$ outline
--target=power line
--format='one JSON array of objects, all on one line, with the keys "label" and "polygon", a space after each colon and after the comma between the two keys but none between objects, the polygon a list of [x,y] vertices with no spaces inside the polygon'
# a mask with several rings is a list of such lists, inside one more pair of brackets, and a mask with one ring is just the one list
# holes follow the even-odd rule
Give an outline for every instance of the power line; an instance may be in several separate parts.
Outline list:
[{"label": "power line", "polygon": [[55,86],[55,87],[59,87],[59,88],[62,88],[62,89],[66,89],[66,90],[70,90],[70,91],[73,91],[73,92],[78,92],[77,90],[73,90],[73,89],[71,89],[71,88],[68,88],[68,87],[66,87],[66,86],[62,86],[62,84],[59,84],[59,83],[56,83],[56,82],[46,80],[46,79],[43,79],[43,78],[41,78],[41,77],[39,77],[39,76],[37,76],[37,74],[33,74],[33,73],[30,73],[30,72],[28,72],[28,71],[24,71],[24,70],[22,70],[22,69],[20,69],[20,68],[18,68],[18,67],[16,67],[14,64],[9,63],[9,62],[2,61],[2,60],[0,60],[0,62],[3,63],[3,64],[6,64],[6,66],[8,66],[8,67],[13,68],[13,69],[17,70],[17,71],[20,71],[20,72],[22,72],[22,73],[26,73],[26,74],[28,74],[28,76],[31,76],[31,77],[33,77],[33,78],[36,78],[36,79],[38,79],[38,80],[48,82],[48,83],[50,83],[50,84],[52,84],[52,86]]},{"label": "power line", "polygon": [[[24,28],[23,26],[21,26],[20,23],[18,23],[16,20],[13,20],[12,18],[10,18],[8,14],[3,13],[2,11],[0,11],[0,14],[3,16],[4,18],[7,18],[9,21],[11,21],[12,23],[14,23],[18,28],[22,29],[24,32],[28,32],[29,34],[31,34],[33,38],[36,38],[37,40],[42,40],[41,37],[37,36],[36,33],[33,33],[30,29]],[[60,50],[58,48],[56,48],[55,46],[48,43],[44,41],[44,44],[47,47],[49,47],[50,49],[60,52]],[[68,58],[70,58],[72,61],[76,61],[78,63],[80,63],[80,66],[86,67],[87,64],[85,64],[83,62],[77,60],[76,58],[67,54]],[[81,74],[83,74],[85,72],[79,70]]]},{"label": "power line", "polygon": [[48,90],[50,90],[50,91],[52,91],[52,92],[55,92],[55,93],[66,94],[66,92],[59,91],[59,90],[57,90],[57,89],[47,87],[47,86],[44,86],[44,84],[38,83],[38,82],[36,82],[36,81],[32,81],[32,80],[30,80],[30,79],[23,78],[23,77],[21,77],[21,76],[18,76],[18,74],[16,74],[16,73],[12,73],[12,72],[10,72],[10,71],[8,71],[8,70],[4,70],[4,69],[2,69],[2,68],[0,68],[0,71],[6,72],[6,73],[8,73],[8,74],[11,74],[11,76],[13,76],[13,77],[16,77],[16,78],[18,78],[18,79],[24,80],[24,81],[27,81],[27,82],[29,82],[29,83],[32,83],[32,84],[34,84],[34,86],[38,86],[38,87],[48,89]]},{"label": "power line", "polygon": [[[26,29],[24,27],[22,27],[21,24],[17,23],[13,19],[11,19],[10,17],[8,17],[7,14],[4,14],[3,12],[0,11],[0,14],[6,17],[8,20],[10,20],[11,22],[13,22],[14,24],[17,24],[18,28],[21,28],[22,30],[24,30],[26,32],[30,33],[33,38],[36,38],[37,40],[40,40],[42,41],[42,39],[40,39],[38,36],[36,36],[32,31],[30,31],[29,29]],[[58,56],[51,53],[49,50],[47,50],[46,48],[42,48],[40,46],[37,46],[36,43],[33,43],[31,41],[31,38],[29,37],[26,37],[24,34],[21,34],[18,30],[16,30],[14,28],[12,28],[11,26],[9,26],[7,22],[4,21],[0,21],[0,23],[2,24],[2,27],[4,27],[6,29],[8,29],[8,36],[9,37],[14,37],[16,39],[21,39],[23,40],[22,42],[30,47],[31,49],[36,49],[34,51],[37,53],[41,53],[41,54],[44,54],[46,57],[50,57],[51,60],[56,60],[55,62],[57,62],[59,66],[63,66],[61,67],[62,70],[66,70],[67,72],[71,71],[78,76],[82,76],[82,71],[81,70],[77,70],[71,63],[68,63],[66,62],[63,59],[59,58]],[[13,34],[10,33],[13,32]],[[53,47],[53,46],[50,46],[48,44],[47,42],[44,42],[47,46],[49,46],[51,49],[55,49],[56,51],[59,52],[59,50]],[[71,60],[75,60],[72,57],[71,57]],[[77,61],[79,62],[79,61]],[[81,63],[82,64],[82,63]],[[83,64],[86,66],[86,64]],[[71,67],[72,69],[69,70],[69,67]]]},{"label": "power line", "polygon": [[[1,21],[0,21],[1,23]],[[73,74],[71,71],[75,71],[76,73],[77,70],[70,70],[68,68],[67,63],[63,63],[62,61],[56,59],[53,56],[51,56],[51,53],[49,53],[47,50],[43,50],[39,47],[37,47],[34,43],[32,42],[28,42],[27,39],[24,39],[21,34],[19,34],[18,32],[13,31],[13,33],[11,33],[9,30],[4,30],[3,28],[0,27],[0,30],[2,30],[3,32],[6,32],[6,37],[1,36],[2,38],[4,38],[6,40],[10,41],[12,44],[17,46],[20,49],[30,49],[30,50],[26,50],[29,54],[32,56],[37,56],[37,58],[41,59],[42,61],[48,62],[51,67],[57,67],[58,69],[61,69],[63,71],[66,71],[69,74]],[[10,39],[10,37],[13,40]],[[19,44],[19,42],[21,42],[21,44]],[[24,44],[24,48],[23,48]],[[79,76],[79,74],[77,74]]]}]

◇ ◇ ◇ ◇

- **Direction**
Transcribe every line, unchanged, from the start of the rows through the line containing "--format='one JSON array", with both of those lines included.

- **Answer for this exercise**
$ outline
--target=power line
--format='one JSON array of objects, all on one line, with the keys "label" and "polygon", a space after each colon and after the comma between the two keys but none between objects, the polygon a list of [x,y] vertices with no spaces inside the polygon'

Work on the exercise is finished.